▶ [Fonte]
________

Sharine: Somente para esclarecer: não há impostos estaduais nem municipais?
Eduardo: Há impostos estaduais e municipais, mas são a menor fatia do bolo.
Sharine: Entendo.
Eduardo: A maior captação de imposto… O valor agregado, o IVA, o Imposto sobre o Valor Agregado, o imposto de renda, os impostos sobre muitos bens e serviços são pagos nos estados e municípios, mas são pagos aos cofres do executivo federal, que, por sua vez, devolve as participações. Os circuitos locais são básicos, digamos, o predial, o pagamento de impostos anuais por direito, por ter propriedades, por exemplo, sobre espetáculos públicos, licenças. Há uma pequena gama de impostos locais que o governo estadual ou municipal capta para sua administração e devolve à sociedade como bem entende. Mas é uma participação muito pequena em relação à sua maior fonte de financiamento para sustentar suas burocracias, seus trabalhadores… Muitas obras públicas provêm da captação federal. Por isso, muitos estados se queixam de que são grandes geradores de impostos e que lhes devolvem pouco. Esta é uma história que não vem ao caso contar.
Sharine: É importante para que eu compreenda como funciona o orçamento para a cultura.
Eduardo: Os governos estaduais também têm congressos, com deputados, com representação popular. Um estado recebe uma quantidade de recursos para todo o ano. Então, o congresso local faz o mesmo que o nacional, ou seja, distribui o dinheiro entre as pastas e as instituições públicas de cada entidade. O municipal faz sua própria distribuição. Não há congressos locais, mas há conselhos. Então, repete o esquema nesta estrutura. Obviamente, se o cobertor não é muito grande, eles dão prioridade. Dizem: “em primeiro lugar, hospitais, estradas, serviços públicos, serviços de limpeza, etecetera. Então, vão deixando o campo cultural com muito menos dinheiro porque entendem que ter água é mais importante que ter casas de cultura. Ou seja, em primeiro lugar, abrir caminhos para chegar aos povoados ou dar vacinas ou que quer que seja. Não há muita diferença entre o que ocorre em qualquer país, ou seja, os congressos e as autoridades estabelecem suas prioridades.

________

▶ [Dados apresentados]
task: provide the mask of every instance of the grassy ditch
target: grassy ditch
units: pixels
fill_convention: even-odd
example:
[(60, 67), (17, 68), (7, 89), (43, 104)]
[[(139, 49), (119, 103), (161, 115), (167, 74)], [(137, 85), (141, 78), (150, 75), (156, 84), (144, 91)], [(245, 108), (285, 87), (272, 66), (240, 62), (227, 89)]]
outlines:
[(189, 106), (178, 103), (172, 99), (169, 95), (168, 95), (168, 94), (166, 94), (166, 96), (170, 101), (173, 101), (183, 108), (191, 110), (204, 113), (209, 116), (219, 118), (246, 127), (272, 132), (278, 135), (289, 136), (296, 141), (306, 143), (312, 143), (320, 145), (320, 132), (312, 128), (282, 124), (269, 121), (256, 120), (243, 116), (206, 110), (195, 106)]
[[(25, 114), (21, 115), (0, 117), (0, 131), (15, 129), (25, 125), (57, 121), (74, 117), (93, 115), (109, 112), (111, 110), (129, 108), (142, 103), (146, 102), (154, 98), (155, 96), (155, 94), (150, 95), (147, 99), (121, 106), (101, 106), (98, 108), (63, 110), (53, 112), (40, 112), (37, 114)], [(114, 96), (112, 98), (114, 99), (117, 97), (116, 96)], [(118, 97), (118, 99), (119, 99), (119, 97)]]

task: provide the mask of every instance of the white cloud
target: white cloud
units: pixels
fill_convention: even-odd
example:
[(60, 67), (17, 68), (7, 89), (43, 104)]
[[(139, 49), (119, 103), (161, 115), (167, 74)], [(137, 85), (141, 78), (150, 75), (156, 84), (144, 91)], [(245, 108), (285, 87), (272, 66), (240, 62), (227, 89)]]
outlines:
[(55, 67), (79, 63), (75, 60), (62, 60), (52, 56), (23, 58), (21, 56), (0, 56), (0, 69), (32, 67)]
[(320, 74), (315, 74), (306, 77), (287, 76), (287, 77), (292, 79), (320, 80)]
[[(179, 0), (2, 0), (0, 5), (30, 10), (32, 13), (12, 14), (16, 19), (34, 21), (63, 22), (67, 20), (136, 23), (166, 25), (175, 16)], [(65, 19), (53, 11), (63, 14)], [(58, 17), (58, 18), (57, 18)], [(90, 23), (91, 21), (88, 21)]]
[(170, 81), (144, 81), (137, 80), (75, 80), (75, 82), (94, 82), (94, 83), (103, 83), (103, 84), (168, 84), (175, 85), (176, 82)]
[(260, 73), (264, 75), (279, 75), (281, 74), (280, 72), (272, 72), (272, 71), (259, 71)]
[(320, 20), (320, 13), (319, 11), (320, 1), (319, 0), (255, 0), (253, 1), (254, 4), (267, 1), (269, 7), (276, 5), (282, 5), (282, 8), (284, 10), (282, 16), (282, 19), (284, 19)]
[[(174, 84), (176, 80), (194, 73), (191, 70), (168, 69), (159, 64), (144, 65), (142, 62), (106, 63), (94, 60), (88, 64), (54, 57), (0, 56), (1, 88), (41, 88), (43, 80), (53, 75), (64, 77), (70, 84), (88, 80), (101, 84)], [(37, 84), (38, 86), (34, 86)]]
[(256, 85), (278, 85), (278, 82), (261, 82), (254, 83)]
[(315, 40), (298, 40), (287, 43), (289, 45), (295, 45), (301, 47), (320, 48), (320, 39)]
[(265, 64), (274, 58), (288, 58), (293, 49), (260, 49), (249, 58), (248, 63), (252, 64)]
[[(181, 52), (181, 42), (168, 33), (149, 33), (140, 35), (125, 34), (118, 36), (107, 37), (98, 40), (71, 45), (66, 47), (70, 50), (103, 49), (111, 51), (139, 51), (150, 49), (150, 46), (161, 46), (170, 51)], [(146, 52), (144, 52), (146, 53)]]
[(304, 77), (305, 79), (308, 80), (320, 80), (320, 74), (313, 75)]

________

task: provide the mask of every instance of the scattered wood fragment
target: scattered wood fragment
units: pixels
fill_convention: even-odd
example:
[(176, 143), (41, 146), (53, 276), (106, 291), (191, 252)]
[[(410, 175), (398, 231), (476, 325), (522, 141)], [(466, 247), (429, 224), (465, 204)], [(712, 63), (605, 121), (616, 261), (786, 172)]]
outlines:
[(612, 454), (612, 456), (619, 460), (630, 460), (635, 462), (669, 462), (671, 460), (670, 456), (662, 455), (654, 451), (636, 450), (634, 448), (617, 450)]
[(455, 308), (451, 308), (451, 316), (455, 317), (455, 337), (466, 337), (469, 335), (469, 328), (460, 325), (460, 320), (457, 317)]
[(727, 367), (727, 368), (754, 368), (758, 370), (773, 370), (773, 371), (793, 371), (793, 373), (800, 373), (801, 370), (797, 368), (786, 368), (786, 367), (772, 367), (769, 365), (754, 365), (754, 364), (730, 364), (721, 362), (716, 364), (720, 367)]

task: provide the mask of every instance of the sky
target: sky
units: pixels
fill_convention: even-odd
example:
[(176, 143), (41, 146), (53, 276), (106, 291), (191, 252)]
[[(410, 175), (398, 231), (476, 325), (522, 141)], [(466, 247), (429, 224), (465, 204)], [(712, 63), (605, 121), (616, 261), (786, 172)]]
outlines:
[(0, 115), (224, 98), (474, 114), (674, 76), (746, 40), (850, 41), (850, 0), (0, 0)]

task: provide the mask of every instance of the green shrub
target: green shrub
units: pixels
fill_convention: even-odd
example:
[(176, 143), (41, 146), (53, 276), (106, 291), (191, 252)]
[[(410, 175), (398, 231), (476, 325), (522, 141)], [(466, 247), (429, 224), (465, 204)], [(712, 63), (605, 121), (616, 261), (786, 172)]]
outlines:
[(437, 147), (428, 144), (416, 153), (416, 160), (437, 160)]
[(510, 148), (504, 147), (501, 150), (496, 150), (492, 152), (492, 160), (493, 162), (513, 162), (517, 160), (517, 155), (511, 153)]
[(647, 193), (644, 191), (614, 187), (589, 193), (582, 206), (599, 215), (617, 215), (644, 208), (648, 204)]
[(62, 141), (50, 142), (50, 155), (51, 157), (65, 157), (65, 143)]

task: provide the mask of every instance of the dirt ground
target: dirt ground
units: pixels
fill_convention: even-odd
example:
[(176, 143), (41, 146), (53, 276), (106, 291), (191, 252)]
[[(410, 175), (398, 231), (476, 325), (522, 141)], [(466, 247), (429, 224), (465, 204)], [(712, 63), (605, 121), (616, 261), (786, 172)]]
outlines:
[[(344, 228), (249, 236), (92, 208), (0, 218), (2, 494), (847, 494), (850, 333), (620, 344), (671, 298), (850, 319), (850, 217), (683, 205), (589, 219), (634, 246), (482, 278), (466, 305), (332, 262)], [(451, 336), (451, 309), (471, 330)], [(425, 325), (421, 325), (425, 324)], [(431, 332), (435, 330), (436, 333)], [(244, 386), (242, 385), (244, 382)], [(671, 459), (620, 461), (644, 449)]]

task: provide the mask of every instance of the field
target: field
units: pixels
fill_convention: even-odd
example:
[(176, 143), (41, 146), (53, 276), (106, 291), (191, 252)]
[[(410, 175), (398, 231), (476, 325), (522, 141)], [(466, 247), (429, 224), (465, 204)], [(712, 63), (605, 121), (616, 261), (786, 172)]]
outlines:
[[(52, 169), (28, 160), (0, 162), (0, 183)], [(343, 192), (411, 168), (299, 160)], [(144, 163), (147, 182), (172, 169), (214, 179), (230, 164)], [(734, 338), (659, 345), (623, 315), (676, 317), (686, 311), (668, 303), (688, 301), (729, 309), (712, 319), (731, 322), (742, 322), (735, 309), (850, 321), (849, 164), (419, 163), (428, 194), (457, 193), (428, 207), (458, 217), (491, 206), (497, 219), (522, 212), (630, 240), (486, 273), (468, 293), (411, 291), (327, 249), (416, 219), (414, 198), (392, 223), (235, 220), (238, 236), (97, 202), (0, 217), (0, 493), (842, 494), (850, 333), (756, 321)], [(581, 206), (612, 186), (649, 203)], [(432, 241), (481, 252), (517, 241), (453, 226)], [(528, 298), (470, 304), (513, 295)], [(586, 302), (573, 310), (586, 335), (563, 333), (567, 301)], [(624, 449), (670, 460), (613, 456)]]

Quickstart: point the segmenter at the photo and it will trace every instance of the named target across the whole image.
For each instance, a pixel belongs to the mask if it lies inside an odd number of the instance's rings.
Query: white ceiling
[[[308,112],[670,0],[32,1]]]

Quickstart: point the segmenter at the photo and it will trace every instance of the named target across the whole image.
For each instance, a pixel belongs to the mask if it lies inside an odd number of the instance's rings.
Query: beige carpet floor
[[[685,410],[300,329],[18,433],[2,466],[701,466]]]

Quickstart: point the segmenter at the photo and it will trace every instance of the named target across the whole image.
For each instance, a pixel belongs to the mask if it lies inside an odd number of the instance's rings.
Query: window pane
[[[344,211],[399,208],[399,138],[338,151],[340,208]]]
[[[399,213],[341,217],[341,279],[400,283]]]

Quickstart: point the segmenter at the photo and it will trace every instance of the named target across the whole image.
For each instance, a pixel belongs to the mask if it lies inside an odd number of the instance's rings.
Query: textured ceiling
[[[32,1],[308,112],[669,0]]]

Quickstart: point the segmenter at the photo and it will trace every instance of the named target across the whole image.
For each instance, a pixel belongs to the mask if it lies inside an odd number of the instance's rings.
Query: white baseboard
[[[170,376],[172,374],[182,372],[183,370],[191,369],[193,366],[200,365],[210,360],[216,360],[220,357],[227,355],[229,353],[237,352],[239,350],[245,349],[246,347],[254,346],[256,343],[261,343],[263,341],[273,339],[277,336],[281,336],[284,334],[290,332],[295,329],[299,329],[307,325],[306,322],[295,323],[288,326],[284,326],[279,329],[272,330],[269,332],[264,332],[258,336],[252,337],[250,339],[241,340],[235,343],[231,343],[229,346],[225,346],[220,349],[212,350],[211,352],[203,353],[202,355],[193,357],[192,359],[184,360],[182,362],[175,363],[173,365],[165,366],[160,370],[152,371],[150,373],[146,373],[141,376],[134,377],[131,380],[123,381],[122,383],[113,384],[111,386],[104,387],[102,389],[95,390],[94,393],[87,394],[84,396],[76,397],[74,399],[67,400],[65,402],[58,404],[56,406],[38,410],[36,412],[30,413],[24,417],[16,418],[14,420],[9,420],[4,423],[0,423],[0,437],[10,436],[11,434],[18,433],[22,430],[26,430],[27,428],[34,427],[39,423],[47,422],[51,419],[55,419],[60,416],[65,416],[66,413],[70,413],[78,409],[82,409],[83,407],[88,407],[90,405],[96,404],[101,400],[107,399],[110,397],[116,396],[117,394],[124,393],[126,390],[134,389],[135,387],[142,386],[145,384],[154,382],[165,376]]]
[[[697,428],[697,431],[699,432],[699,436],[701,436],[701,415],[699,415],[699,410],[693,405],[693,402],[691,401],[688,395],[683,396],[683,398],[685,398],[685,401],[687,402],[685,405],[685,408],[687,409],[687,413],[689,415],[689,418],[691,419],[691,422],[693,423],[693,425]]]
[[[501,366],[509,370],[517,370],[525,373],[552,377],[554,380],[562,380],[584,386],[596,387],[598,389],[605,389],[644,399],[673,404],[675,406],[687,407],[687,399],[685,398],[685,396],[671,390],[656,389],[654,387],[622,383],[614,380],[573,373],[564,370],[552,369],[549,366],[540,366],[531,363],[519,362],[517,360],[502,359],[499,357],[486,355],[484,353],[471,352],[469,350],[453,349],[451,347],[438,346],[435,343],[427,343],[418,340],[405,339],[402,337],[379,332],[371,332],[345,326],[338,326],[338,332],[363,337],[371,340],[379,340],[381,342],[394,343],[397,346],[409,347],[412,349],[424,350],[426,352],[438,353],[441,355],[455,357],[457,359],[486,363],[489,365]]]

________

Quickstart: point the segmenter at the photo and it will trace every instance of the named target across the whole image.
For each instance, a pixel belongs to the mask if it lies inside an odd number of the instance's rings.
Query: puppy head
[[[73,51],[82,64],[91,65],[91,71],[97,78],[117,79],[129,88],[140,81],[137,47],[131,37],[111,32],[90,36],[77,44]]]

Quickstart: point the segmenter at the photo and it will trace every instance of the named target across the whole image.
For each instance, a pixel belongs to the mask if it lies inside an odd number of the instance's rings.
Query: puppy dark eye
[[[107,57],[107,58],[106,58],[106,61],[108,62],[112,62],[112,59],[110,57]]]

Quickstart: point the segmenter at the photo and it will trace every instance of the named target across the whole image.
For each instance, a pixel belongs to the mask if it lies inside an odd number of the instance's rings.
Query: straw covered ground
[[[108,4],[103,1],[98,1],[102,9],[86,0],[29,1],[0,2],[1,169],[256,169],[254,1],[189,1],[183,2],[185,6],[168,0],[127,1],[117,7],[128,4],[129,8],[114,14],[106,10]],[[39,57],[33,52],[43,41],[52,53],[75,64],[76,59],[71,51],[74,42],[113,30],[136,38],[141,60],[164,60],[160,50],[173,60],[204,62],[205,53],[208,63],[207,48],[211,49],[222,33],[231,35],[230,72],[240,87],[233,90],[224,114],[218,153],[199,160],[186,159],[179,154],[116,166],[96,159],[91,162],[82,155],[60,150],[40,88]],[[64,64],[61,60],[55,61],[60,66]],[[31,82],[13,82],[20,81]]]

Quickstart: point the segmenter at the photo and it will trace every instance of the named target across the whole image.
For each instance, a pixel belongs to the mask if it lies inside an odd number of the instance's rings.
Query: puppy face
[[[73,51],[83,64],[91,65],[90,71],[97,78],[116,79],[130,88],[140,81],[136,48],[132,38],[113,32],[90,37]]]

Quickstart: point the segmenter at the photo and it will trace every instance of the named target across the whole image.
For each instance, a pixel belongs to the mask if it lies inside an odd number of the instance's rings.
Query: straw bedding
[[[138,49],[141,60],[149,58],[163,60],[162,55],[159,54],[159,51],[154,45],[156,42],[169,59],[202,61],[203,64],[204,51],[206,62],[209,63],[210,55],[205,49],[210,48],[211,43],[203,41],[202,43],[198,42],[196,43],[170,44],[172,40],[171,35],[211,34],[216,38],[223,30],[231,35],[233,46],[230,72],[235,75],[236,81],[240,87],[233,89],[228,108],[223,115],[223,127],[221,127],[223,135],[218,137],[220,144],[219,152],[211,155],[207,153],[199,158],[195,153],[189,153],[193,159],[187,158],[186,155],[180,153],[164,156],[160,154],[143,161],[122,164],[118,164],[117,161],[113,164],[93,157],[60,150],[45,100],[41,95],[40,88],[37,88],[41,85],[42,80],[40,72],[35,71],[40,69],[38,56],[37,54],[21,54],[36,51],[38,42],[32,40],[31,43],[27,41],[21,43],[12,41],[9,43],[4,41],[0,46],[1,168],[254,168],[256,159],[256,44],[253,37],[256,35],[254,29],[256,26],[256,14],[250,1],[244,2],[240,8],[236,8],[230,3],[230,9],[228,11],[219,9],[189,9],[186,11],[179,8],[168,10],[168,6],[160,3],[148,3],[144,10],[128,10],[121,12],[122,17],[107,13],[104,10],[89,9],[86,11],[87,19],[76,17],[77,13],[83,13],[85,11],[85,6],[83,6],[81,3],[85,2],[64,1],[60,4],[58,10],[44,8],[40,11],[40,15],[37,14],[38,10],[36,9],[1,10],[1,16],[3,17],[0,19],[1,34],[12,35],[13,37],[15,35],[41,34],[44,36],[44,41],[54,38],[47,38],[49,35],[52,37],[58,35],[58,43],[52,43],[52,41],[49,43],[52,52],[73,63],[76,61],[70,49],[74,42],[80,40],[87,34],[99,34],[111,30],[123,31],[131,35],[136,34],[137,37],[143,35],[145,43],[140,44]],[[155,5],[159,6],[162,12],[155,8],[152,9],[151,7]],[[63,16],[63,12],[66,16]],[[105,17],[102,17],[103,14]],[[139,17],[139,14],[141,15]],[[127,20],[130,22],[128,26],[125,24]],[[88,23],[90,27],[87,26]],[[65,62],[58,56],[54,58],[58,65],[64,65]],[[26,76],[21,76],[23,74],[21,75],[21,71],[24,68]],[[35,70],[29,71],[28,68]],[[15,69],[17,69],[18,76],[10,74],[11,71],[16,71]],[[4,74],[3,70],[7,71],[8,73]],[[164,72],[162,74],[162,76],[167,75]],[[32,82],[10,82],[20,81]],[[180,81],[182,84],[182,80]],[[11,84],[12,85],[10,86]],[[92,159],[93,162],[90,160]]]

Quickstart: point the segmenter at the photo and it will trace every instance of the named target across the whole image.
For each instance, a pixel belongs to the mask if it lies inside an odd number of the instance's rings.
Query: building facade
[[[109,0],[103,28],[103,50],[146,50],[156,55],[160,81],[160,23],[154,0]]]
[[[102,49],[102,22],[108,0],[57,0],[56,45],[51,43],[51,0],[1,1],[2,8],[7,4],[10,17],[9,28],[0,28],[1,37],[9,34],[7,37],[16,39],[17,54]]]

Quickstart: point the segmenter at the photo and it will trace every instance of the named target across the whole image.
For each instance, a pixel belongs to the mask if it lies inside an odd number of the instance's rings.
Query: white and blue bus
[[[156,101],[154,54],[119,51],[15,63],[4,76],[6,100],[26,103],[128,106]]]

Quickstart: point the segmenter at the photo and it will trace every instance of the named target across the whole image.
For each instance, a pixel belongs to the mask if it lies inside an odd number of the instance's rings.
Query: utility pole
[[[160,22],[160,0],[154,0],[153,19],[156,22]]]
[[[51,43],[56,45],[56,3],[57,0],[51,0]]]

________

▶ [Tarefas]
- a) Na conversa sobre impostos e cultura, o que o âmbito municipal tem no lugar de congressos locais?
- b) Retome a conversa sobre impostos e cultura logo depois da última fala mostrada.
Os dados foram tirados de outra fonte.

▶ [Respostas]
- a) Conselhos.

- b)
Sharine: A próxima questão é sobre as distintas concepções de cultura. Aqui, tenho um exemplo do Brasil com recursos da Lei Aldir Blanc. Nos municípios brasileiros com menos de cinquenta mil habitantes, que são municípios pequenos, o artesanato, por exemplo, as manifestações populares, a música, são mais presentes nos editais. Mas, nos grandes municípios, há principalmente o teatro, a dança. Como se dão essas diferenças, essas distintas concepções de cultura no México?
Eduardo: Veja, eu não me envolvo nas definições antropológicas. Posso dizer com muito respeito. Detesto a definição da UNESCO, por exemplo. Enfim, não me envolvo nessa discussão porque meu ponto de análise é mais economicista. Não sei se, no Brasil, se utiliza o dito popular… Dizem: “o que veio primeiro, o ovo ou a galinha?”
Sharine: Sim, claro.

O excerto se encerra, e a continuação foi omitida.